== Directions ==
Reproduce the listing from its start through the line that contains "[[[383,164],[367,167],[344,184],[334,197],[354,195],[383,188]]]", replacing "query phrase" with "search phrase" and leaving everything else unchanged. Omit the pictures from your answer.

###

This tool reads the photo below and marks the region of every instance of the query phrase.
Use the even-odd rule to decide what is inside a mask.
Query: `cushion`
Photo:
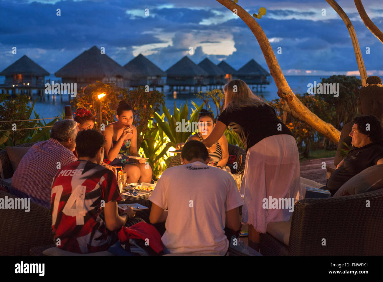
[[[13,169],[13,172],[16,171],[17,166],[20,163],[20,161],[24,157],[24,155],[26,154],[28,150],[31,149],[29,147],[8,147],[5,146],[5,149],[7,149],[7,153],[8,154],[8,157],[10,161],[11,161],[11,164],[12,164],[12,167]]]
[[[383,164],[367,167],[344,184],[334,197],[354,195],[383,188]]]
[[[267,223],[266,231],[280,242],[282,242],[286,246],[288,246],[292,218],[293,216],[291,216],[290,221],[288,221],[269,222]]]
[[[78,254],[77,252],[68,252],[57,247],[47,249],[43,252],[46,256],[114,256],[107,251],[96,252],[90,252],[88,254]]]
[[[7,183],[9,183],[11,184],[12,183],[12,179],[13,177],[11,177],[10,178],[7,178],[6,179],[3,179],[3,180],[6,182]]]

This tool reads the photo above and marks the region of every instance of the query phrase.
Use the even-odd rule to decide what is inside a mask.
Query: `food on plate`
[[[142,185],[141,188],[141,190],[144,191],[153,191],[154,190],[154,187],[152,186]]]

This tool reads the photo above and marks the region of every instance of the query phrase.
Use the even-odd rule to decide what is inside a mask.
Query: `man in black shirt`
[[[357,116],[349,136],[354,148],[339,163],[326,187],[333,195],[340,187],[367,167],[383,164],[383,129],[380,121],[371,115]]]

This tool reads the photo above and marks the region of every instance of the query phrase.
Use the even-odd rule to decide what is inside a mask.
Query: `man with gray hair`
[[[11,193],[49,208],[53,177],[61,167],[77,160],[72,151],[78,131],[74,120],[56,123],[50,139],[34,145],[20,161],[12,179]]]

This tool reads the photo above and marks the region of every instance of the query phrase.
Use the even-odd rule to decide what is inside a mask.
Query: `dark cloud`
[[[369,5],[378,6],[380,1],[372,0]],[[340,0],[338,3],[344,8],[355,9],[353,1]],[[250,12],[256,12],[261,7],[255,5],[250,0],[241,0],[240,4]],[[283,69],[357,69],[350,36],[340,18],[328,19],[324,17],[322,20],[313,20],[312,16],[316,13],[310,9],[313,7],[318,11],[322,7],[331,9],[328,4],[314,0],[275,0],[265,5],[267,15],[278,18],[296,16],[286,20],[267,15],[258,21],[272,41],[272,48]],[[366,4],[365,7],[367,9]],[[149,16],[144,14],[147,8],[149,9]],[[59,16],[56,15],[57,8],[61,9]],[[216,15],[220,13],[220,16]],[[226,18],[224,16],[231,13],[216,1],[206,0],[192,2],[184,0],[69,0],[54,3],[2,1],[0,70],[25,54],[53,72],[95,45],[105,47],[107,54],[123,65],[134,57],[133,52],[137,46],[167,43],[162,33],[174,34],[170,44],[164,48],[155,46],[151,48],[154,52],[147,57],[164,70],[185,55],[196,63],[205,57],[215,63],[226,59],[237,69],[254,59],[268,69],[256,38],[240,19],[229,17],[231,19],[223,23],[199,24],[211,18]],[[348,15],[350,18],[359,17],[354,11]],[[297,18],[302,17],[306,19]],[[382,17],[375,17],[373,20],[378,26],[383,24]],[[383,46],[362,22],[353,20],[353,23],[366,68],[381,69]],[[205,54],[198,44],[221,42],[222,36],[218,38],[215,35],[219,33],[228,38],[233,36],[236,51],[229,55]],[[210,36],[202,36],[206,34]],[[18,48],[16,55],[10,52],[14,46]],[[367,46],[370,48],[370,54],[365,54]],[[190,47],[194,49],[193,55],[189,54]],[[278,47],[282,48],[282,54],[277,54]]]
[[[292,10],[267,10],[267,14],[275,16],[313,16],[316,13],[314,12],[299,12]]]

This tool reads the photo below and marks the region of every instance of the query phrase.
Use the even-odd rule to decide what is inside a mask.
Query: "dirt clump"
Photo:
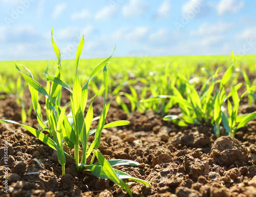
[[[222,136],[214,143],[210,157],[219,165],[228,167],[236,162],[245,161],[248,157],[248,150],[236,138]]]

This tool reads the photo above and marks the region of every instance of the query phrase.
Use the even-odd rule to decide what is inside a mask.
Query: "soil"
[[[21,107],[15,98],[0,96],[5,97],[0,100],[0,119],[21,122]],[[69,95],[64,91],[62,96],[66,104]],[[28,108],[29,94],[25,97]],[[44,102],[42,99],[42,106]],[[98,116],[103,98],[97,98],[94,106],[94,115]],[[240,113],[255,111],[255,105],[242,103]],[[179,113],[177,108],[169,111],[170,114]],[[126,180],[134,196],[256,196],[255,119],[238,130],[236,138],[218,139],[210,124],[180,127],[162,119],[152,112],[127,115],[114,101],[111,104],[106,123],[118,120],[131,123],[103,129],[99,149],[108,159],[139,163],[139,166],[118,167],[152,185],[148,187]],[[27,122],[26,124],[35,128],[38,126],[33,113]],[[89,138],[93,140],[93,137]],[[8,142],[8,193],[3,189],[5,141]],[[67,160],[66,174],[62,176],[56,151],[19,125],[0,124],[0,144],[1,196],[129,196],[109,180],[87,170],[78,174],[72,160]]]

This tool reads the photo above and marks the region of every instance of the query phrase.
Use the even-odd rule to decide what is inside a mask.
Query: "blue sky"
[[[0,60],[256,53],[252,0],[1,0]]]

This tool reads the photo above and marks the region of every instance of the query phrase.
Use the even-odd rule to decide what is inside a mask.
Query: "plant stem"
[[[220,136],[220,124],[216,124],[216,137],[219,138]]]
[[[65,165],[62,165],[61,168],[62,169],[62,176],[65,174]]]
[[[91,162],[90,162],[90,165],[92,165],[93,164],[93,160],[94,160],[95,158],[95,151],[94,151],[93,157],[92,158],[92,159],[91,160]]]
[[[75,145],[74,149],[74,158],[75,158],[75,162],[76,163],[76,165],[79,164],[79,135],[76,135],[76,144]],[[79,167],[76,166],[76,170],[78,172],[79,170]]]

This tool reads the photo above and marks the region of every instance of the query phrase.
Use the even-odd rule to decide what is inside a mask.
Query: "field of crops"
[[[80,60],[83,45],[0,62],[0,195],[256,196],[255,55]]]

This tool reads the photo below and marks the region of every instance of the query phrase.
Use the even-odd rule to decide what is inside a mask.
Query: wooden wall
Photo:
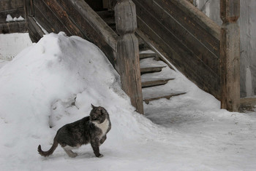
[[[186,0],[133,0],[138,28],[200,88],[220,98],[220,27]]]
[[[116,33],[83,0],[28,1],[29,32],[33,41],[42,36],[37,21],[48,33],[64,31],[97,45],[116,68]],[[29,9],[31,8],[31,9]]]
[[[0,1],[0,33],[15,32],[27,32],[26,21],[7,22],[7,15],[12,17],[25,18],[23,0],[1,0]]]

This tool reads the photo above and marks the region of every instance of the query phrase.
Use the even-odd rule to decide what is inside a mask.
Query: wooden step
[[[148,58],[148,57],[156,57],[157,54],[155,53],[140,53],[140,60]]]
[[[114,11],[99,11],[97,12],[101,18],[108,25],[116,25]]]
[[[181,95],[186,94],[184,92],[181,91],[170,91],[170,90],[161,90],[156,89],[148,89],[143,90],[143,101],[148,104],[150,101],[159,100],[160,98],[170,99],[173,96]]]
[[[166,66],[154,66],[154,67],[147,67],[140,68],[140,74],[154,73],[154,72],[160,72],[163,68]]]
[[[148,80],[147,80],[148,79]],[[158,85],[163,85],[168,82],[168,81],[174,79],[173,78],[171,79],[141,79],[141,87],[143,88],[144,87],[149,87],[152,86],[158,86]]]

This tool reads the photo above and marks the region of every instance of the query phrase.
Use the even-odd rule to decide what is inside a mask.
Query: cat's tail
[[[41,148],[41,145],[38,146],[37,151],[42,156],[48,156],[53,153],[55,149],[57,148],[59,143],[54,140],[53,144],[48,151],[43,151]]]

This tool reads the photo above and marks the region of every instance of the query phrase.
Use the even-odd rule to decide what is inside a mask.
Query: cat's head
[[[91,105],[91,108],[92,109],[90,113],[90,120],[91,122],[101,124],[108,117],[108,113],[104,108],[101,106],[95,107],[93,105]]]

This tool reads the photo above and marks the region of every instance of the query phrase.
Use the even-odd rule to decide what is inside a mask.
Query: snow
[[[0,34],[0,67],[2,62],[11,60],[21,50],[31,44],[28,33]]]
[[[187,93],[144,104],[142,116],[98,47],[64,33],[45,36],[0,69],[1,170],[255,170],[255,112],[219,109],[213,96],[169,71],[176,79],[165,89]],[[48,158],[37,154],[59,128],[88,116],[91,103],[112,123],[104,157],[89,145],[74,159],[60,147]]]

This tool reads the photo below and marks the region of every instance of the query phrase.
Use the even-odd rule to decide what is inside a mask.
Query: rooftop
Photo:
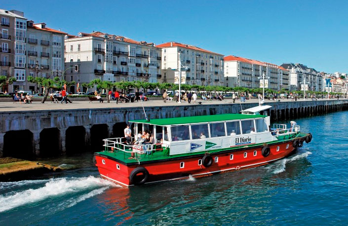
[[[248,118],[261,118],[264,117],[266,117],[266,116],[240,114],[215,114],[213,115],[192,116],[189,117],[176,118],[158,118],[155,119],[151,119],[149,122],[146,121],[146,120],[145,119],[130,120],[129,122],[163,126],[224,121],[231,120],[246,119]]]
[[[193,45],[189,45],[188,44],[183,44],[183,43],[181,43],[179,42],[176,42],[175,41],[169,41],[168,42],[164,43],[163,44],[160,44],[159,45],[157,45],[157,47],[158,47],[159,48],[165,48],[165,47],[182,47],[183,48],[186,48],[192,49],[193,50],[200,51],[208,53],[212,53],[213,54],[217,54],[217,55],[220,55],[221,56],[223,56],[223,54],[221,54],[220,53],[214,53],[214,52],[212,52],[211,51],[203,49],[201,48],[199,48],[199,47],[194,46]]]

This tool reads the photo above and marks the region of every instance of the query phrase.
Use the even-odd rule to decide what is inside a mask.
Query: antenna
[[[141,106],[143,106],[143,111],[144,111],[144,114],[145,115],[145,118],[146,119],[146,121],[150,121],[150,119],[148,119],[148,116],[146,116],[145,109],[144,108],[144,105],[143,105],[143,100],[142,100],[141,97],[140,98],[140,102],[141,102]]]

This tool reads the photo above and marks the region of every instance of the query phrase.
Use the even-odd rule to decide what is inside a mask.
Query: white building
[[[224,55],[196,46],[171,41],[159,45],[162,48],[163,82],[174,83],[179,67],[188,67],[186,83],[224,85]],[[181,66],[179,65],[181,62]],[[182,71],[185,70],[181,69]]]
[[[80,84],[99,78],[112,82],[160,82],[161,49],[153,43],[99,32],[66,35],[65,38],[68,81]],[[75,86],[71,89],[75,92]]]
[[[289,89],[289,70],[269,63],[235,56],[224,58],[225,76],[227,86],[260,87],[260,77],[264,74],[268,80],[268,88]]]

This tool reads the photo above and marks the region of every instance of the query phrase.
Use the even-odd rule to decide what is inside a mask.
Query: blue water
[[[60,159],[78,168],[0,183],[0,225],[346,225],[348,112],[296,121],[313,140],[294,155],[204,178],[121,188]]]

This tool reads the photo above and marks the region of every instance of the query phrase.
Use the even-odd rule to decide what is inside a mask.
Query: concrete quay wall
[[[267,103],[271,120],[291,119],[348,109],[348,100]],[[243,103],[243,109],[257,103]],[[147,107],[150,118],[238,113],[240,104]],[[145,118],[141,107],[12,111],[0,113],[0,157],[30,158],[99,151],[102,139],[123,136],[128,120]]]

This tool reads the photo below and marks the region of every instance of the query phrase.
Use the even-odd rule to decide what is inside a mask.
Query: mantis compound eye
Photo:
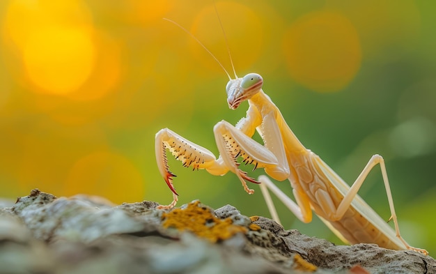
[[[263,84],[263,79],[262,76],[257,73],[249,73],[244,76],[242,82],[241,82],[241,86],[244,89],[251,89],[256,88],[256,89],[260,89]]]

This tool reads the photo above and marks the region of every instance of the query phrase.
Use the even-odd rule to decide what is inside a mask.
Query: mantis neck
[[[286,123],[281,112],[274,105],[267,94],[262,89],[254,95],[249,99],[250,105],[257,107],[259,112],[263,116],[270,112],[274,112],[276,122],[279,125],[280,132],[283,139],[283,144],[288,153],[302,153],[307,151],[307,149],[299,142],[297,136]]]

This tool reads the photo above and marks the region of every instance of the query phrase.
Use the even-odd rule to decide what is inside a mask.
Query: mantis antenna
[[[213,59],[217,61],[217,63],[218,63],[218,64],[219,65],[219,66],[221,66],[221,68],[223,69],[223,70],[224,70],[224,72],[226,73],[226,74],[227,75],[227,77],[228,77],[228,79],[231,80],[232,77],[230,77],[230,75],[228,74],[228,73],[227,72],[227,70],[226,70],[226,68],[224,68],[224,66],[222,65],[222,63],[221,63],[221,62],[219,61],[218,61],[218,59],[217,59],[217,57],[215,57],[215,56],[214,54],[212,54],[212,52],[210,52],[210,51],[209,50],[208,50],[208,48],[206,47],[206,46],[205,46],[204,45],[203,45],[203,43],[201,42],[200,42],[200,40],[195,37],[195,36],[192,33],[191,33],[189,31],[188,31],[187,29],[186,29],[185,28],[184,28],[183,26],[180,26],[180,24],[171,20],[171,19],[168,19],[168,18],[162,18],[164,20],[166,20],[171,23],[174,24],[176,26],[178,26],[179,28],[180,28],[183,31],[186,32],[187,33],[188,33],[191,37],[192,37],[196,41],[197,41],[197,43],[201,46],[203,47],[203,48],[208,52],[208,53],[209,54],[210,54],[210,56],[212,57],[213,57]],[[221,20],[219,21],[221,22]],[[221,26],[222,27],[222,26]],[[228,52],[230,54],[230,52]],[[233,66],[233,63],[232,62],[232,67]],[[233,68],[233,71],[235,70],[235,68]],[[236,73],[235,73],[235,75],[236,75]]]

###

== Task solution ==
This tool reads the photo below and marks the region of every instance of the search phrase.
Use the even-odd rule to decide what is inside a mask.
Query: `cushion`
Photo:
[[[13,169],[13,172],[16,171],[17,166],[20,163],[20,161],[24,157],[24,155],[26,154],[28,150],[31,149],[29,147],[8,147],[5,146],[5,149],[7,149],[7,153],[8,154],[8,157],[10,161],[11,161],[11,164],[12,164],[12,167]]]
[[[383,164],[367,167],[344,184],[334,197],[354,195],[383,188]]]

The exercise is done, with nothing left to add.